BEGIN PROVIDED MATERIAL
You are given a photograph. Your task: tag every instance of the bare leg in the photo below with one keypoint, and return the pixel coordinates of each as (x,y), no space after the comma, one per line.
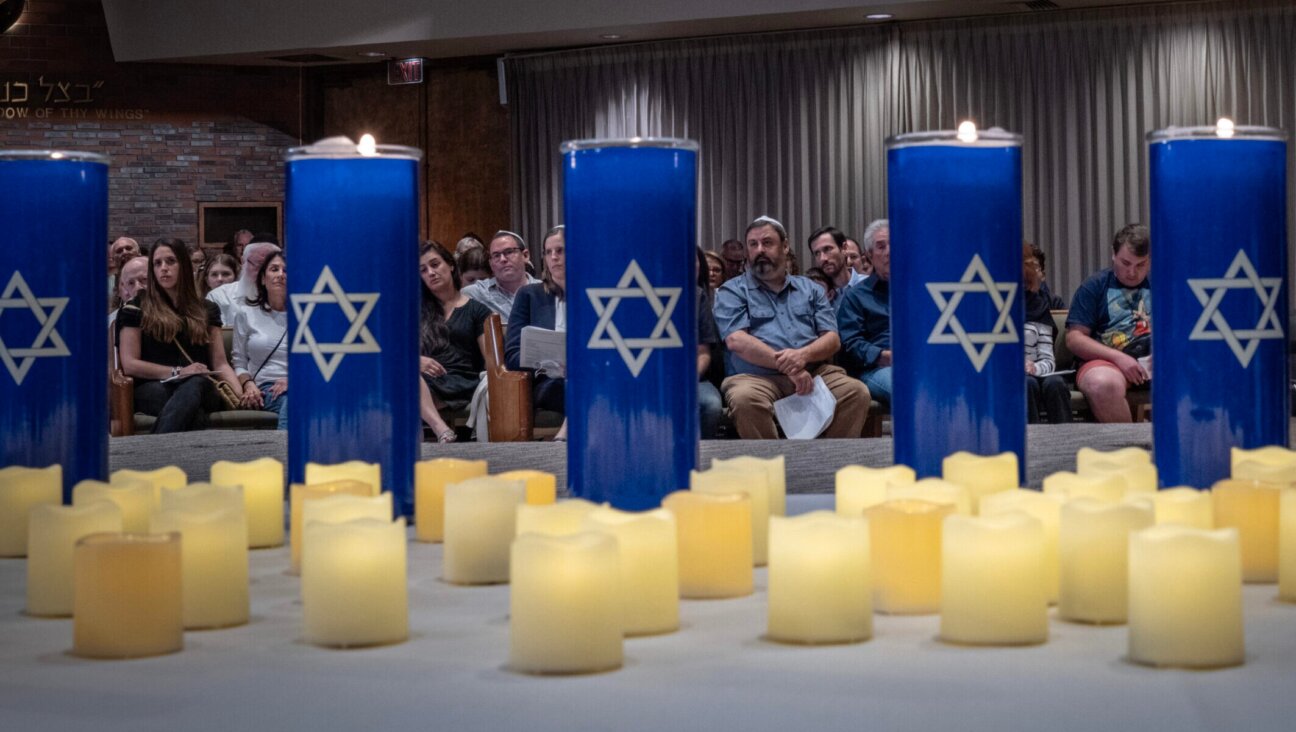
(1104,388)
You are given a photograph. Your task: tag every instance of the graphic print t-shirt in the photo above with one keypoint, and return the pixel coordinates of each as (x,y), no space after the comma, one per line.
(1116,316)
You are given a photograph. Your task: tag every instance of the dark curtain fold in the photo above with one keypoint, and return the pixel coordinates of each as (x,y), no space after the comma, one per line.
(793,125)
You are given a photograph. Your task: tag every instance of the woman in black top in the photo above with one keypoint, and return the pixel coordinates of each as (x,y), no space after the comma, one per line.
(451,341)
(170,338)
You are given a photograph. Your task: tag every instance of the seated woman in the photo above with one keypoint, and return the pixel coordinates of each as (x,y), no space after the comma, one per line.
(170,338)
(261,341)
(1046,391)
(451,341)
(220,271)
(544,306)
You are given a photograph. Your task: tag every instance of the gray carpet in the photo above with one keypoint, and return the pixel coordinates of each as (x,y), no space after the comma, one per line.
(810,464)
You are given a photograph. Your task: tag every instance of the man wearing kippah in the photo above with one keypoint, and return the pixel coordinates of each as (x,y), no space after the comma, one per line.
(508,263)
(780,332)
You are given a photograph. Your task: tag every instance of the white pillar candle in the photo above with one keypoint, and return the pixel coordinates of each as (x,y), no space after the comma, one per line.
(905,546)
(1283,474)
(127,601)
(163,478)
(298,495)
(1251,507)
(560,518)
(542,489)
(1094,548)
(430,478)
(564,604)
(1104,487)
(213,564)
(1047,509)
(1139,478)
(51,540)
(1272,455)
(354,587)
(933,490)
(481,521)
(263,496)
(21,490)
(1087,456)
(134,498)
(981,474)
(1185,591)
(367,473)
(205,498)
(993,581)
(1286,546)
(859,487)
(775,472)
(714,543)
(1185,507)
(751,482)
(336,508)
(821,581)
(648,547)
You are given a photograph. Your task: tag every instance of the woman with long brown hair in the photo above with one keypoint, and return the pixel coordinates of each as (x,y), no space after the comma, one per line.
(451,340)
(170,341)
END PROVIDED MATERIAL
**WHAT NEEDS TO BE DONE:** The listing above should be repeated word for word, pictures removed.

**YOUR RESPONSE:**
You are given a photograph. Your task: tag every instance of the bare leg in the photo below with one keypoint, and return the pixel coordinates of each as (x,y), no space after the comma, one per line.
(1104,388)
You are given a photograph. Your task: tag every instance of the graphic print t-shirt in the photo above with one keypoint, and return the pixel coordinates of each as (x,y), no space after the comma, one per line.
(1116,316)
You are given a photograph. Your task: tag every instance of the dark curtain fold in the photo above with one keypoint, and return the pixel coordinates of each as (x,y), no space after the comma, one per line.
(793,125)
You are given a photograph. Your task: tag every instance of the woman in black top in the photo above with one keypoint, and return the pixel coordinates of each as (x,y), no space after the comma, one per line.
(451,341)
(170,338)
You are given a photograph. Your task: tag every instance of the seated woman in the photo above with one keypoint, and return the pixel coordinates of each as (x,y), no space after the comma, one per line.
(170,338)
(261,341)
(1046,391)
(451,341)
(220,271)
(544,306)
You are given a photograph. Your task: tag every instance of the gray carpet in the photo above with one keypoint, and return the pixel coordinates of each as (x,y), no space after the comma, one per line.
(810,464)
You are given a photograph. Your task: tag every instance of the man wearing kippah in the photo above with one keypoint, and return the pixel coordinates of each as (x,y), no space after the comma, one per line.
(508,263)
(780,332)
You are given a photograph. Your task: tag every instance of the white pillar candle in the photo above with one keypoint, and return the pixel coordinates of each as (x,y), no space after the comma, one per line.
(905,546)
(1283,474)
(127,601)
(163,478)
(298,495)
(1251,507)
(560,518)
(542,489)
(1094,548)
(430,478)
(564,604)
(1104,487)
(213,564)
(1047,509)
(1139,478)
(51,540)
(1272,455)
(354,587)
(933,490)
(481,521)
(263,496)
(21,490)
(1087,456)
(134,498)
(981,474)
(1185,591)
(367,473)
(205,498)
(993,581)
(1286,546)
(859,487)
(775,472)
(714,543)
(1185,507)
(751,482)
(336,508)
(821,581)
(648,547)
You are given a photograph. Your task: tag every instance of the woman with long brown hair in the photo above with one keypoint, and return the pixel coordinates of each as (x,y), no space after the comma, one per line.
(451,340)
(170,341)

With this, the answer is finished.